*Activity*: I need the lines below from the one with "Target: black suit jacket" down to the one with "Target: lower lip" reproduced exactly, both ends included, and nothing else.

*Listed entries*:
• • •
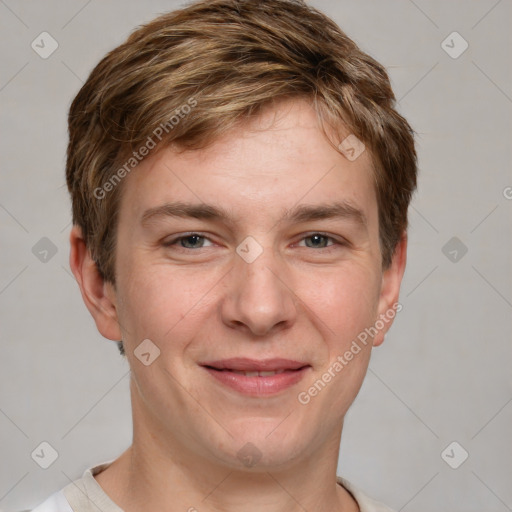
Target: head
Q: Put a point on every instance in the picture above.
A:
(251, 109)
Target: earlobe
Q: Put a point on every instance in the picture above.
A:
(389, 304)
(98, 295)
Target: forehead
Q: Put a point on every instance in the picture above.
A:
(267, 166)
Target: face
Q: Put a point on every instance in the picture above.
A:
(258, 253)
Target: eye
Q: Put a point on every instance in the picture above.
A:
(189, 241)
(319, 241)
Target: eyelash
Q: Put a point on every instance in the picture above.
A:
(334, 241)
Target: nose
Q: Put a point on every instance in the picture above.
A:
(258, 299)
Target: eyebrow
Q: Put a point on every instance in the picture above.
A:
(301, 213)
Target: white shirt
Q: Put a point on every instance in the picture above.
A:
(86, 495)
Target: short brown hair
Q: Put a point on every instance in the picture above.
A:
(228, 59)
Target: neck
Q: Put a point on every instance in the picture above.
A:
(157, 473)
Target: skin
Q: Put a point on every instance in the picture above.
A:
(303, 297)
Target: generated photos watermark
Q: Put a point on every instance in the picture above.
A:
(151, 142)
(304, 397)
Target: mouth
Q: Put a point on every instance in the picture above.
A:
(257, 378)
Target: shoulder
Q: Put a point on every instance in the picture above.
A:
(55, 503)
(366, 504)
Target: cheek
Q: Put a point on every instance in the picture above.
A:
(161, 304)
(344, 301)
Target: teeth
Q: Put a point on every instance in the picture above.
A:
(257, 374)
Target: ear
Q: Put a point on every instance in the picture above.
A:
(99, 296)
(390, 291)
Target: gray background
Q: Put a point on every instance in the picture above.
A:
(443, 374)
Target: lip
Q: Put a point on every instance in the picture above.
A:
(254, 365)
(292, 373)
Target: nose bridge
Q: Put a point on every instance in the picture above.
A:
(259, 299)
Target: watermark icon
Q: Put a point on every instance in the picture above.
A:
(44, 45)
(304, 397)
(454, 45)
(249, 249)
(44, 455)
(454, 455)
(44, 250)
(454, 249)
(143, 151)
(146, 352)
(351, 147)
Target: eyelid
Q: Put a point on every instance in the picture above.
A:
(336, 240)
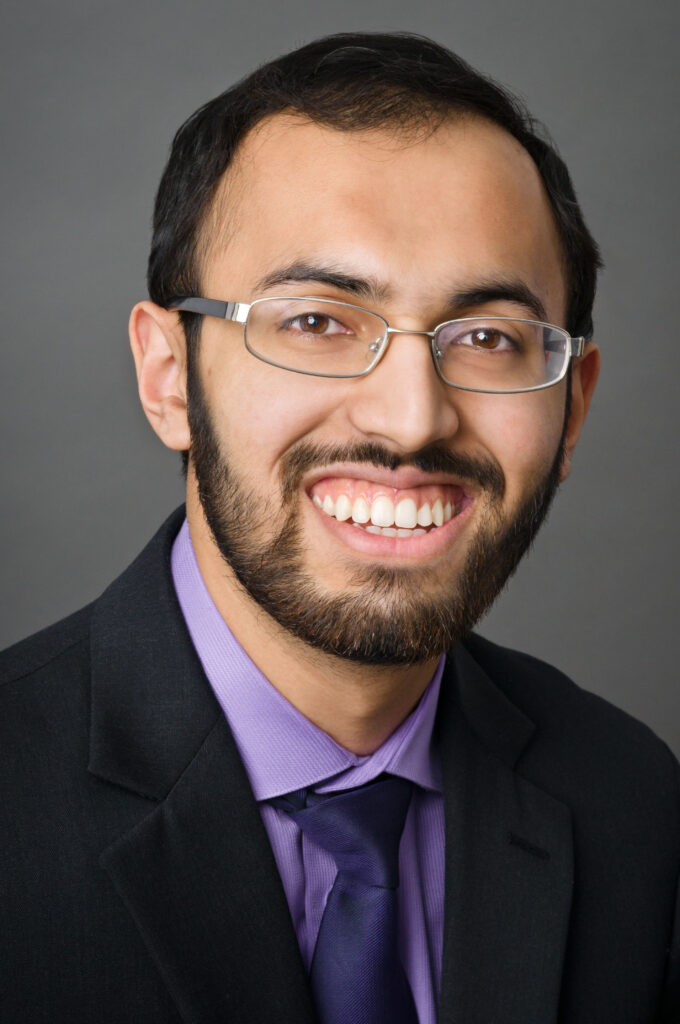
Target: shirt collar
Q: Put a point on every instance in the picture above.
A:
(281, 749)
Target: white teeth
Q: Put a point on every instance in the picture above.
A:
(382, 511)
(406, 513)
(382, 514)
(343, 508)
(437, 513)
(360, 511)
(424, 515)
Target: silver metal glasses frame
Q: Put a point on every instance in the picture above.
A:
(238, 312)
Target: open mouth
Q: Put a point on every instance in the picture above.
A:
(388, 511)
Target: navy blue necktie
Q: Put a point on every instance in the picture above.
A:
(356, 977)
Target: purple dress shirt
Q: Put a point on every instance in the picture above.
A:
(283, 751)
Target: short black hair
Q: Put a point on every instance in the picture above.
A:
(350, 82)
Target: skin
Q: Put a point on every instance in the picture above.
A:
(424, 217)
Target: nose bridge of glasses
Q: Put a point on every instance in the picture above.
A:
(396, 330)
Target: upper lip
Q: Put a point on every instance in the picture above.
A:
(401, 478)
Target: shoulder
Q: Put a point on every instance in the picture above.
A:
(45, 650)
(581, 739)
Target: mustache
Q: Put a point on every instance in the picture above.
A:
(433, 459)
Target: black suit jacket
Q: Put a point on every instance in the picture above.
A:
(137, 883)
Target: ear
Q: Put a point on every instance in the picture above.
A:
(585, 372)
(159, 348)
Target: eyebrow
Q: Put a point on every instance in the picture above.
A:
(372, 290)
(300, 270)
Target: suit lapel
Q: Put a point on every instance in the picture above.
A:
(197, 873)
(509, 862)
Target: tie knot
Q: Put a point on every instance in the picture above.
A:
(360, 827)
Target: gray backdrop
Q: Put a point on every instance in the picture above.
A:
(93, 92)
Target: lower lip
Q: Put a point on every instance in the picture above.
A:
(417, 548)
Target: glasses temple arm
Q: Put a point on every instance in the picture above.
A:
(212, 307)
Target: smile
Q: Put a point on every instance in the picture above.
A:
(388, 511)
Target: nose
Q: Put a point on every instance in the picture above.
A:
(402, 401)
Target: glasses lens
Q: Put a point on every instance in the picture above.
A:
(501, 354)
(314, 336)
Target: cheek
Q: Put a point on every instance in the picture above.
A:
(522, 433)
(260, 411)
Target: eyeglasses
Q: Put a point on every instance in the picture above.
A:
(325, 338)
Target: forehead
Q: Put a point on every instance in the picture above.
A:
(419, 213)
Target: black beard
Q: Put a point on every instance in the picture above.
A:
(390, 620)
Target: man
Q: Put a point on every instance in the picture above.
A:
(271, 774)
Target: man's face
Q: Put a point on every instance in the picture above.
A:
(420, 230)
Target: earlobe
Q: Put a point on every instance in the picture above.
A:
(584, 378)
(159, 350)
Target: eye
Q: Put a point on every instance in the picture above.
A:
(315, 324)
(490, 339)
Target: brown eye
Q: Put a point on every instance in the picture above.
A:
(314, 323)
(485, 338)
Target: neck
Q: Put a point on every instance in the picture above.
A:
(357, 706)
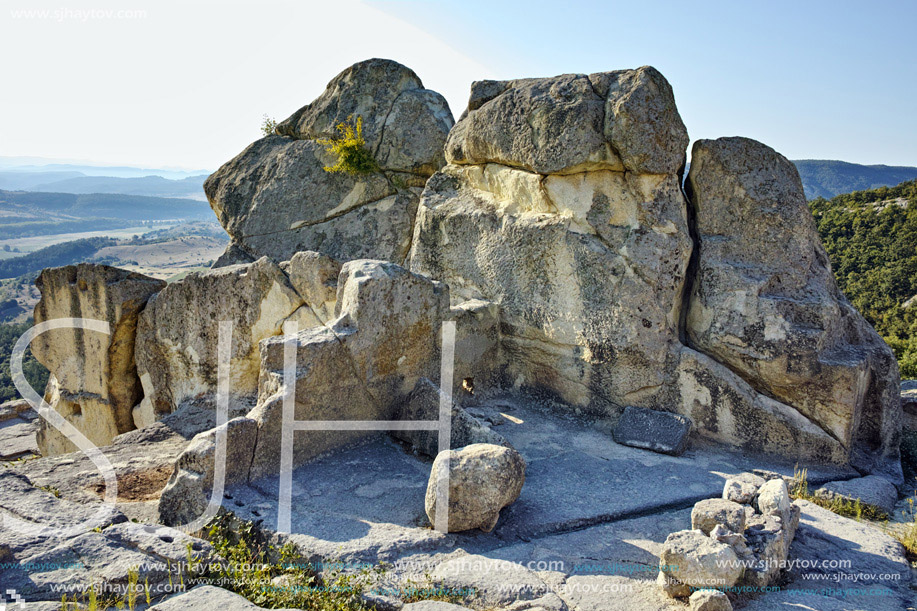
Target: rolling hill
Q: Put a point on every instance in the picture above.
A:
(823, 178)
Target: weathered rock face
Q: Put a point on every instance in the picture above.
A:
(94, 382)
(764, 302)
(276, 199)
(362, 366)
(577, 228)
(483, 479)
(178, 332)
(561, 204)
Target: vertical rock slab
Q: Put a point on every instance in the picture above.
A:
(562, 204)
(362, 366)
(765, 304)
(276, 199)
(94, 382)
(178, 333)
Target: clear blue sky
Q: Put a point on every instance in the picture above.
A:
(184, 83)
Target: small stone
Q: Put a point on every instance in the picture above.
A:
(742, 488)
(711, 512)
(709, 600)
(649, 429)
(672, 586)
(696, 560)
(774, 498)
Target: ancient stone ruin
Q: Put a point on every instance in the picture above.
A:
(587, 277)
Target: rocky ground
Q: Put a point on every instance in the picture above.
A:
(640, 363)
(586, 534)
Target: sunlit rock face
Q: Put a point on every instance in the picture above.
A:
(561, 202)
(94, 383)
(765, 304)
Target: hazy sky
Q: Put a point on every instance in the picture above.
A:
(184, 83)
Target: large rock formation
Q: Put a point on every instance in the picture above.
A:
(578, 270)
(94, 383)
(362, 366)
(561, 202)
(765, 304)
(177, 337)
(276, 199)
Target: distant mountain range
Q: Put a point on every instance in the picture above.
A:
(83, 179)
(821, 178)
(41, 164)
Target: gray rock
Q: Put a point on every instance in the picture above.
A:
(235, 254)
(742, 488)
(611, 120)
(400, 117)
(190, 486)
(841, 547)
(96, 391)
(479, 361)
(909, 403)
(315, 278)
(423, 404)
(870, 490)
(18, 439)
(38, 561)
(363, 366)
(694, 559)
(709, 600)
(483, 479)
(487, 577)
(178, 332)
(535, 246)
(663, 432)
(760, 297)
(15, 408)
(276, 199)
(727, 410)
(768, 539)
(774, 498)
(710, 512)
(206, 597)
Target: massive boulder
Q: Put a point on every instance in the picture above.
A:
(765, 304)
(276, 199)
(562, 203)
(94, 383)
(481, 479)
(177, 336)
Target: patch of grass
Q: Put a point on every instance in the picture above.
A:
(854, 509)
(908, 535)
(909, 453)
(350, 149)
(252, 566)
(268, 125)
(51, 490)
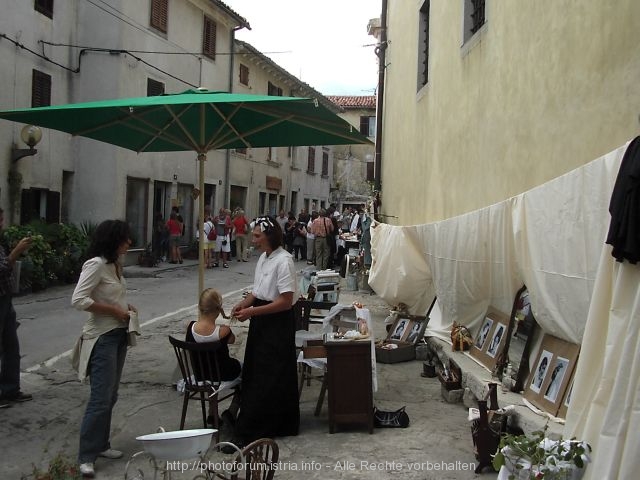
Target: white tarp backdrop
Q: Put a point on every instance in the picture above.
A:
(550, 239)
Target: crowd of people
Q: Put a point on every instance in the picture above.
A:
(267, 405)
(312, 237)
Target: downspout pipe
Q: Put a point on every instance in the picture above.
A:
(227, 161)
(380, 52)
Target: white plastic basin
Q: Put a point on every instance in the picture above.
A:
(177, 445)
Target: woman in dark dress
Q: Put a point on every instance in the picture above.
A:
(269, 405)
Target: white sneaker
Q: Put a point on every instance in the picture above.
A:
(86, 469)
(111, 453)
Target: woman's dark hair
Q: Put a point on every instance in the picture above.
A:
(271, 228)
(108, 237)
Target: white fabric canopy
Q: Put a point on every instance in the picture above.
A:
(550, 239)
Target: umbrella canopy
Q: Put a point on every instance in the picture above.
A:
(196, 120)
(199, 121)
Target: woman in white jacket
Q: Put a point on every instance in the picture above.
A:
(101, 291)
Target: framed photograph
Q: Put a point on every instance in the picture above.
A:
(491, 338)
(497, 339)
(483, 334)
(520, 338)
(562, 412)
(553, 369)
(400, 329)
(540, 372)
(412, 332)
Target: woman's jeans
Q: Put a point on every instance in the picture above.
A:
(105, 369)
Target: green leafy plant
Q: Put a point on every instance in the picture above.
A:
(60, 468)
(537, 457)
(56, 254)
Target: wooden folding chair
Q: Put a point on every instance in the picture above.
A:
(200, 371)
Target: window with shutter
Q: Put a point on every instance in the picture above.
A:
(325, 162)
(159, 14)
(273, 90)
(311, 160)
(40, 89)
(244, 74)
(45, 7)
(209, 38)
• • •
*Result for this task*:
Target: black suit jacket
Q: Put a point on every instance in the picture above.
A:
(137, 883)
Target: ear
Q: Put a point on every instance in the picture above.
A:
(585, 372)
(159, 348)
Target: eyebrow
Q: Put a point on every instance in the picture above.
A:
(372, 290)
(300, 270)
Target: suit lapel
Q: Put a point on every instance in the picture above.
A:
(197, 873)
(509, 862)
Target: tie knot
Q: Put a point on every instance in the picture above.
A:
(360, 827)
Target: gray backdrop
Q: Put a point on every instance in the picture above.
A:
(93, 92)
Target: lower lip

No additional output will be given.